:: Zadania do wykonania ::
- a) Jakie rzeki i jeziora wymienia z nazwy tekst o wyjeździe studyjnym do Łeby?
- b) Podaj dalszy ciąg tekstu o wyjeździe studyjnym do Łeby, zaczynając po jego ostatnim zdaniu.

:: Dostarczony tekst ::
···

23 grudnia 2016

Wspomnienie wyjazdu studyjnego

Napisane przez Krystyna Nowak

W tym roku w ramach poszukiwania alternatywnych źródeł dochodu dla mieszkańców obszarów wiejskich dotarliśmy do województwa pomorskiego, powiatu lęborskiego. Zatrzymaliśmy się nad samym morzem w mieście Łeba. Miejscowość położona jest nad rzekami Łebą i Chełstem,  pomiędzy dwoma jeziorami Łebsko i Sarbsko. Jezioro Łebsko stanowi granicę  dla Kaszub i dla zamieszkującego tu kiedyś ludu Słowińców. Na zachód od miasta rozciąga się wraz z ruchomymi wydmami, Słowiński Park Narodowy. Płynąc statkiem po jeziorze Łebsko i spacerując lasem w kierunku wydm słuchaliśmy z zainteresowaniem naszego przewodnika opowiadającego o historii Słowińców, bursztynie, oraz florze i faunie parku. Ruchome wydmy to ewenement przyrodniczy powstały z piasku morskiego wyrzucanego przez fale morza na brzeg. Wysuszony przez słońce i wiatr piasek jest wywiewany w głąb lądu tworząc wysokie wydmy do 40 metrów wysokości (Wydma Łącka, Wydma Biała). Piasek przenosi się coraz dalej w kierunku jeziora zasypując coraz to nowe partie lasu i roślinności. Wszystko to tworzy unikatowy, pustynny  krajobraz zwany „ Polską Saharą”.

···

:: Dostarczone informacje ::
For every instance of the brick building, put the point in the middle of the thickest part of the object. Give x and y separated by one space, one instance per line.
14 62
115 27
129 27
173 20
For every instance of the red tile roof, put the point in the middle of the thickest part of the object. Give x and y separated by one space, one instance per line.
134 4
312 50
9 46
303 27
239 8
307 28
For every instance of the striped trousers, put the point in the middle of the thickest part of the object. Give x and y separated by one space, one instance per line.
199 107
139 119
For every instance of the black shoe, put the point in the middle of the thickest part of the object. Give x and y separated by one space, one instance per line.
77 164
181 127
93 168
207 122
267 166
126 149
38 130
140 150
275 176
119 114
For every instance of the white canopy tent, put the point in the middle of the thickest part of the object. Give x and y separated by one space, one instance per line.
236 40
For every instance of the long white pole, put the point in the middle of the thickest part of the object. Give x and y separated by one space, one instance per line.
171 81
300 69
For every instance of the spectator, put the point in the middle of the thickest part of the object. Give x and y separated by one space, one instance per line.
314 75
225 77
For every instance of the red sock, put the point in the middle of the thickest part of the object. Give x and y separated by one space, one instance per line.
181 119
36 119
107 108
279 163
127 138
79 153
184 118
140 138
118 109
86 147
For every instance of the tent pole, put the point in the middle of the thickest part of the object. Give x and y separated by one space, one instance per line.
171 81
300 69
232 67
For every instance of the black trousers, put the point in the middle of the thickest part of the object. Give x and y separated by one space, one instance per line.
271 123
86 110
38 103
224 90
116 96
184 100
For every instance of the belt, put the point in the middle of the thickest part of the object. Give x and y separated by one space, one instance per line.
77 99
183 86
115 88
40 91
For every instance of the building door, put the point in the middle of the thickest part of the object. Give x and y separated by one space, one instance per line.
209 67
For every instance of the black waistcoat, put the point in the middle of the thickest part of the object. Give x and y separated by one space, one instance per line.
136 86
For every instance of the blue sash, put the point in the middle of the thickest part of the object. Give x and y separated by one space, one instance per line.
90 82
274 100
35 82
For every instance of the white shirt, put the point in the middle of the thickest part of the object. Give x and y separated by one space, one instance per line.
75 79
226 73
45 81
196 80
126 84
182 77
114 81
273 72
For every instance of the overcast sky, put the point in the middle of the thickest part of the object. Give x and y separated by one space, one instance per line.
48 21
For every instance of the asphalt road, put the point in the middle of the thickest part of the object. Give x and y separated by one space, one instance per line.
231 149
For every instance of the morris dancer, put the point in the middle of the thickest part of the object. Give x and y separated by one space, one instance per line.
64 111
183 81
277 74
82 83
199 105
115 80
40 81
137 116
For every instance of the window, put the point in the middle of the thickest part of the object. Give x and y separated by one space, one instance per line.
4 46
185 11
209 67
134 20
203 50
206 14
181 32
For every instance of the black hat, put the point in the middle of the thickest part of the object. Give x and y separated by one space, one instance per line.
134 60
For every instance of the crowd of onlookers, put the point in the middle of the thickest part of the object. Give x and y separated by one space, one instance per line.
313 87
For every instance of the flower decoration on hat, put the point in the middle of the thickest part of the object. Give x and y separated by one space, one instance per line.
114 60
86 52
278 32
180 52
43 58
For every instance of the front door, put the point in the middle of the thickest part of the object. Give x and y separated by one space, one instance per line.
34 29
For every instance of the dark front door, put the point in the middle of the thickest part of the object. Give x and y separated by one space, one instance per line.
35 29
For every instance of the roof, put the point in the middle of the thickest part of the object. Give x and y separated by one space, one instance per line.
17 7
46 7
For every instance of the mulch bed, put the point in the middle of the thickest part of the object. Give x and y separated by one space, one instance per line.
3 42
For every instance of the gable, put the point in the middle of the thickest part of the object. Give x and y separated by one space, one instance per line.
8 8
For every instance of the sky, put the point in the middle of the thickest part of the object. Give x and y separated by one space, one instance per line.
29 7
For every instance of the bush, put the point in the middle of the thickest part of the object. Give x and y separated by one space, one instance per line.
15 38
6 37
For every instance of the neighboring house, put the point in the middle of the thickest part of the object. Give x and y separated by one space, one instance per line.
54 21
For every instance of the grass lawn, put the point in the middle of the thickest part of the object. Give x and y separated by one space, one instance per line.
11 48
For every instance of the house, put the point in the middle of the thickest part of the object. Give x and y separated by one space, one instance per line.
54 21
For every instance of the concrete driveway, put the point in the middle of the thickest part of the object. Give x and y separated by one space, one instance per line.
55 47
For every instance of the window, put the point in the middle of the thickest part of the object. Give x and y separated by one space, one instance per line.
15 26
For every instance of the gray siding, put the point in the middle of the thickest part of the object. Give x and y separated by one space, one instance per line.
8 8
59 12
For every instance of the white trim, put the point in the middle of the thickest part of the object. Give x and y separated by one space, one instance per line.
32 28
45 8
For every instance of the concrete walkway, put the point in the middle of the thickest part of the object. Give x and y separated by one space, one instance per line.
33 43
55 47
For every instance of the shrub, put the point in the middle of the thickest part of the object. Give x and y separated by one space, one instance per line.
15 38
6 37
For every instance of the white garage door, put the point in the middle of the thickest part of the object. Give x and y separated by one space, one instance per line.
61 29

···

:: Udzielone odpowiedzi ::
- a) Rzeki: Łeba i Chełst. Jeziora: Łebsko i Sarbsko.

- b)
Będąc jeszcze pod wrażeniem tego „cudu świata” a także opowieści pana przewodnika, udaliśmy się do kaszubskiej wsi  Wilkowo Nowowiejskie  w gminie Nowa Wieś Lęborska, powiat lęborski. Oczekiwał tutaj na nas jej sołtys,  Pan Leszek Wrzesień wraz z radą sołecką. Wilkowo to wieś znana z bicia rekordów. Tradycją tej wsi stało się tutaj bicie rekordów świata i osobliwości. Najdłuższą deskę świata wpisano do Księgi Guinnesa. Co roku odbywa się tutaj słynna już Majówka Wilkowska, na której bite  są nowe rekordy.  Oprócz deski można też tutaj zobaczyć: najdłuższy stół biesiadny na świecie, największą cegłę, najdłuższą hulajnogę, największy chodak, największe drewniane koło na świecie, największe diabelskie skrzypce. Ustanowiono także rekord największej polewki na świecie oraz najwięcej osób w tańcu wspólnym.

Pan Leszek Wrzesień za swoje zasługi został laureatem konkursu organizowanym przez ogólnopolski miesięcznik „Gazeta Sołecka”.  Wybrany był z pośród 12 najlepszych sołtysów w kraju i otrzymał tytuł „Sołtysa Roku 2010”.  Pan Leszek przyznaje, że to przede wszystkim zasługa wszystkich mieszkańców wsi, gdyby nie oni niewiele by się udało zrobić.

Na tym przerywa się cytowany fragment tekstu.